**EXERCISE BRIEF:** Nothing but the lines from the one containing "Task: Indicate the suit" through the end of the material should be restated, and each exactly.

**THE RECORDS:**

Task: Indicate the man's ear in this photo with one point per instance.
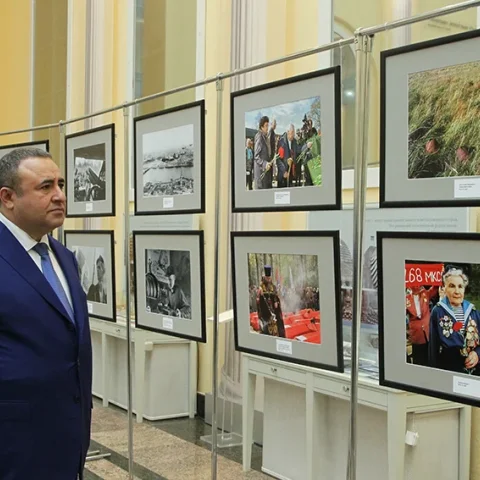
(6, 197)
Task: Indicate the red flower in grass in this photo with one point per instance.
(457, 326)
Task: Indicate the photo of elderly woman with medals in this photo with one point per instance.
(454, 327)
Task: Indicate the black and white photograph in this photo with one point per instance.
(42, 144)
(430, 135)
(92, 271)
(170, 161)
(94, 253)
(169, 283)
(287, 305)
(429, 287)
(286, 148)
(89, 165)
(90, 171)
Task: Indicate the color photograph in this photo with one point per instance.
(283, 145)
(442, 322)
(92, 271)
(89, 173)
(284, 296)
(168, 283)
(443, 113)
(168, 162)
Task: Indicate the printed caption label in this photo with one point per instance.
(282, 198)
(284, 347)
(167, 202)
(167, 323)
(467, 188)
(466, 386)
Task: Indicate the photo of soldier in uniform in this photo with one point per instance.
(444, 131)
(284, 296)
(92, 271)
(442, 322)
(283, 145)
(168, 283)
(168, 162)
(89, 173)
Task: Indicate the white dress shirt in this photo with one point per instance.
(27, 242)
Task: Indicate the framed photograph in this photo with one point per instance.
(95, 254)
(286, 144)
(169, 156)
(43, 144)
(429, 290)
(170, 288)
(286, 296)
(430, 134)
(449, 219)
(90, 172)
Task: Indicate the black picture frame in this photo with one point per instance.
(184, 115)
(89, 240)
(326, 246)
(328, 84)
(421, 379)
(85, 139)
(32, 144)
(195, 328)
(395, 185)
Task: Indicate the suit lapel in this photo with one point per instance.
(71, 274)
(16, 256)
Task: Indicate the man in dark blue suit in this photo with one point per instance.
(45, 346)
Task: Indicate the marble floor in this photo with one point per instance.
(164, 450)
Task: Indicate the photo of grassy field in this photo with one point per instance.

**EXERCISE ANSWER:**
Task: Indicate the suit lapel in this photo with one point per instance.
(71, 274)
(16, 256)
Task: Indicate the man in dark blue suit in this photo with one point per instance.
(45, 346)
Task: Indicate the marble floor in this photo with one point per instance.
(164, 450)
Task: Indicate the photo of grassy field in this photo with one point per instance.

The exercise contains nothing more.